Each record below must be returned exactly, with no line left out.

****************************************

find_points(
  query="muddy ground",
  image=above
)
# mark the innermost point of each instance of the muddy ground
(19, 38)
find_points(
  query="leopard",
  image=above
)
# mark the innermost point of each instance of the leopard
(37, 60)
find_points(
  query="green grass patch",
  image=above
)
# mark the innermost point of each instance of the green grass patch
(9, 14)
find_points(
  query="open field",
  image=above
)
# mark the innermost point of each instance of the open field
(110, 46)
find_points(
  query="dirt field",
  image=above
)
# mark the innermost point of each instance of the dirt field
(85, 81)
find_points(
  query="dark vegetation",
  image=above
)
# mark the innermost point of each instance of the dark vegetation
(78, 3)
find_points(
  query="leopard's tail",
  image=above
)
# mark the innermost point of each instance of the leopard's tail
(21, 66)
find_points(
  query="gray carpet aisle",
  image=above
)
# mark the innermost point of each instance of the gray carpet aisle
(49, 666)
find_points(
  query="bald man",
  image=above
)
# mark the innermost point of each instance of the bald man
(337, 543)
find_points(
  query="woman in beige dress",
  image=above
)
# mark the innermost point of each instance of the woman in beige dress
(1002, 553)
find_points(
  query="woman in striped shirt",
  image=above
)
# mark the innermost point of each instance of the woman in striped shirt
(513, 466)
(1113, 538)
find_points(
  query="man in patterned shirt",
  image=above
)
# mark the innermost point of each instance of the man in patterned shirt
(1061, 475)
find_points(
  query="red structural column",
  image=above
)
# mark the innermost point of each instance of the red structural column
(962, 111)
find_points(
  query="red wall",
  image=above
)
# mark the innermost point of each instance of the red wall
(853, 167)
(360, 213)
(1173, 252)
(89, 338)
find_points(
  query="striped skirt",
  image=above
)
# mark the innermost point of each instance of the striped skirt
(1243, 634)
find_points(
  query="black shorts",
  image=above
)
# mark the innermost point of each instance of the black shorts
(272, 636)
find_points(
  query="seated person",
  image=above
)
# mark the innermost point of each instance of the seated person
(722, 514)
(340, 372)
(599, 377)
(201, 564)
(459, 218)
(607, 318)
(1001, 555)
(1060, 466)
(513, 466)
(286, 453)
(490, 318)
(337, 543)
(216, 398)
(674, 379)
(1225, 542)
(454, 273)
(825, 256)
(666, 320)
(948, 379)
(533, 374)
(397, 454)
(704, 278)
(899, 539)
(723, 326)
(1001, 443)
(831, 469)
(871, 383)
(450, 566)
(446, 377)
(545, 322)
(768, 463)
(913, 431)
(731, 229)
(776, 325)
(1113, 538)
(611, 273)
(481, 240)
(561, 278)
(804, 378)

****************************************

# [Solution]
find_points(
  query="muddy ground",
  image=above
)
# mark the innermost point of each instance of the muddy ground
(19, 38)
find_points(
  query="leopard",
  image=above
)
# mark the innermost point of each instance of the leopard
(37, 60)
find_points(
  query="green grass patch",
  image=above
)
# mark the innermost point of each instance of the green grass patch
(9, 14)
find_points(
  query="open field",
  image=above
)
# mark the innermost point of each instance of the open field
(110, 46)
find_points(
  query="dirt field",
  image=above
)
# mark the innermost point of each instance of the dirt field
(85, 81)
find_points(
  query="dark vegetation",
  image=above
)
# mark the innermost point of each instance of the dark vegetation
(78, 3)
find_points(
  query="leopard's tail",
  image=above
)
# mark the innermost point of each instance of the leopard's tail
(21, 66)
find_points(
  query="gray carpet aisle",
  image=above
)
# mark the innermost point of each instance of the gray carpet aisle
(49, 666)
find_points(
  query="bald man",
  image=above
)
# mark the innermost point of each instance of the bald man
(337, 543)
find_points(
  query="woman in beige dress",
  image=above
)
# mark the innermost point of each instance of the woman in beige dress
(1002, 553)
find_points(
  query="woman in striped shirt",
  image=above
)
# mark the innermost point of each instance of the woman in striped shirt
(513, 466)
(1113, 538)
find_points(
  query="man in patterned shirt",
  image=above
)
# mark the innermost point of each instance of the man in patterned shirt
(1061, 475)
find_points(
  query="red structural column",
  image=above
)
# mark the innermost point of each instance of the red structural column
(962, 111)
find_points(
  query="red wall",
  image=above
)
# mark the innermost point of each instance of the red wall
(853, 167)
(360, 213)
(1173, 252)
(89, 338)
find_points(
  query="striped skirt",
  image=above
)
# mark the innermost point of each instance of the striped skirt
(1243, 634)
find_points(
  query="black shorts",
  image=above
)
# mark the innermost point of each instance of the black shorts
(272, 636)
find_points(
  query="seated person",
  image=above
)
# mark the innermost point of each instance of the seated person
(722, 514)
(340, 372)
(599, 377)
(201, 564)
(459, 218)
(607, 318)
(1001, 555)
(1060, 466)
(513, 466)
(286, 453)
(490, 318)
(337, 543)
(216, 398)
(674, 379)
(1225, 542)
(454, 273)
(825, 256)
(666, 320)
(948, 379)
(533, 374)
(397, 454)
(704, 278)
(899, 539)
(723, 326)
(1001, 443)
(831, 469)
(871, 383)
(450, 566)
(446, 377)
(545, 322)
(768, 463)
(913, 431)
(731, 229)
(776, 325)
(1113, 538)
(611, 273)
(481, 240)
(561, 278)
(804, 378)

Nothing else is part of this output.